• [Task directions]: Gather every line of the data below that contains the string "slope", and copy each one unchanged. The match is case-sensitive.

• [Record set]:
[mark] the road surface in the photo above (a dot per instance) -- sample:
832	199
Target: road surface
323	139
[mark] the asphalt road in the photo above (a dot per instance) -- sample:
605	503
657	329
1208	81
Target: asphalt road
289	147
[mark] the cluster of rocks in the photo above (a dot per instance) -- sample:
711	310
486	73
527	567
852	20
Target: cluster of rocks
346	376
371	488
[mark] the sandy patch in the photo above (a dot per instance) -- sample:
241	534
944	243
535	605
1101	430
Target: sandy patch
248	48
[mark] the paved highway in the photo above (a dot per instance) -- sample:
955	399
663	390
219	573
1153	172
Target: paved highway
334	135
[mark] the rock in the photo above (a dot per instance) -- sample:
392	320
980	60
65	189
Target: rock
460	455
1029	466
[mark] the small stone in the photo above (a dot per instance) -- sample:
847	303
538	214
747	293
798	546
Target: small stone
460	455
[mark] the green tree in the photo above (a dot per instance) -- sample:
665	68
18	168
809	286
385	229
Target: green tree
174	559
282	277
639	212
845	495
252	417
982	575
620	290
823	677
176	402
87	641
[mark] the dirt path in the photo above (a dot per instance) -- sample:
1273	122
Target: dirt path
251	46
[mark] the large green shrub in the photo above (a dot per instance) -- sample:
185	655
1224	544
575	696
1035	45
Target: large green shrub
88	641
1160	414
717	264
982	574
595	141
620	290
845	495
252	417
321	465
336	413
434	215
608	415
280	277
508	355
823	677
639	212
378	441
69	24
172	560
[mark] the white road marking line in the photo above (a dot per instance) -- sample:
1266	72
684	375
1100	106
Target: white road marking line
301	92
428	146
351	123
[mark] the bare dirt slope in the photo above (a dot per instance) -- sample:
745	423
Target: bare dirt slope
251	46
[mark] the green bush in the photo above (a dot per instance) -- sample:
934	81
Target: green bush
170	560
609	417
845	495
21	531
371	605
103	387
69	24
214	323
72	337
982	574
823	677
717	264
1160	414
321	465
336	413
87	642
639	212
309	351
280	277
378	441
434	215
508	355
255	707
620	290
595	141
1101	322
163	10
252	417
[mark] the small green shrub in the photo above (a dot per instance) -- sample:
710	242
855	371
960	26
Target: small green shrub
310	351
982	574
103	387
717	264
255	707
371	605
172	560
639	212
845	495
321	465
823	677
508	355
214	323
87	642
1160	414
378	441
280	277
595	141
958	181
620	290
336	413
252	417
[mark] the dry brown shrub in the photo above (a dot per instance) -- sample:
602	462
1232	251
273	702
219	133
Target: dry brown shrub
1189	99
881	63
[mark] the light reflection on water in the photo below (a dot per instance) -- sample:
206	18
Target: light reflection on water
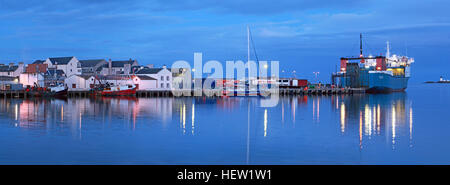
358	129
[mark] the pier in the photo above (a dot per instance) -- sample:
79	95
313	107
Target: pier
187	93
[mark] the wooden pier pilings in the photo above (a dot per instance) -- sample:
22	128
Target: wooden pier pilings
186	93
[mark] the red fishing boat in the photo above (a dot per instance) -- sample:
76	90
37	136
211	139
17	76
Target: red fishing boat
118	90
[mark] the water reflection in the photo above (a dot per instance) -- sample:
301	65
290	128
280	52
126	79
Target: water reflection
362	117
376	113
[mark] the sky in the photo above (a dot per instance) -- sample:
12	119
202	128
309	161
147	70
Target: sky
303	35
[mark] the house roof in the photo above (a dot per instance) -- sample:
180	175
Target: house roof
60	60
83	76
121	63
145	77
91	63
100	68
115	77
7	78
149	70
59	72
38	61
7	68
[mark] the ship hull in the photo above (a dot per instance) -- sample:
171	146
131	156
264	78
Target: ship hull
127	92
385	83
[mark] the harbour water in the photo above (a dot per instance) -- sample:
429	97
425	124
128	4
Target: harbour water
397	128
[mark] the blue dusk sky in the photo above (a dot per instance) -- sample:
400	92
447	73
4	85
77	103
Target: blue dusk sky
304	35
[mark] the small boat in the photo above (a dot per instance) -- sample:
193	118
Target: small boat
53	91
116	90
58	91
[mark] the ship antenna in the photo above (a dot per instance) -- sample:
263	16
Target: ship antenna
388	52
360	45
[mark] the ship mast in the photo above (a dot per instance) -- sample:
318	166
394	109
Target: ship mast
388	52
248	45
360	49
360	45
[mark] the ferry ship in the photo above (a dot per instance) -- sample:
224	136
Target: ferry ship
375	74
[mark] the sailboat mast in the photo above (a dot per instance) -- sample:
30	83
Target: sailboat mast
360	45
388	52
248	44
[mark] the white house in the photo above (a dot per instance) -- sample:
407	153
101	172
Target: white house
12	70
162	75
87	82
80	82
144	82
70	65
89	67
30	79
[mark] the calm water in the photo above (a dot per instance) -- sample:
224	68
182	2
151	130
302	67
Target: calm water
399	128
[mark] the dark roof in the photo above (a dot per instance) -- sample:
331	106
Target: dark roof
38	61
91	63
121	63
144	77
149	70
7	68
101	67
84	76
60	60
51	72
7	78
115	77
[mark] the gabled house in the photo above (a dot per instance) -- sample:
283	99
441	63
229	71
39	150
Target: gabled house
31	79
11	69
162	75
80	82
91	66
70	65
121	66
10	83
54	76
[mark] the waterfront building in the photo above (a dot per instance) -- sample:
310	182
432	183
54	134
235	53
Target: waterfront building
11	70
10	83
32	79
70	65
90	67
80	82
54	77
144	83
162	75
36	67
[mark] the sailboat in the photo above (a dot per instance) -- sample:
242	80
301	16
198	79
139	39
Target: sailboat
242	87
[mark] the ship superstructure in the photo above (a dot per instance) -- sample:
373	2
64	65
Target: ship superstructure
374	73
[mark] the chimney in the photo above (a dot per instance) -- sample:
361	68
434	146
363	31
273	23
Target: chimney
126	69
109	67
21	67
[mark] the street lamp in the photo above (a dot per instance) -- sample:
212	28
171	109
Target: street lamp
316	73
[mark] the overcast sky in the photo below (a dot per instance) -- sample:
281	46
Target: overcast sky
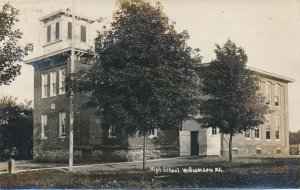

• [Solution to this task]:
[mark] the bare dirt slope in the photo above (a dot per instance) -- sample:
Target: bare dirt slope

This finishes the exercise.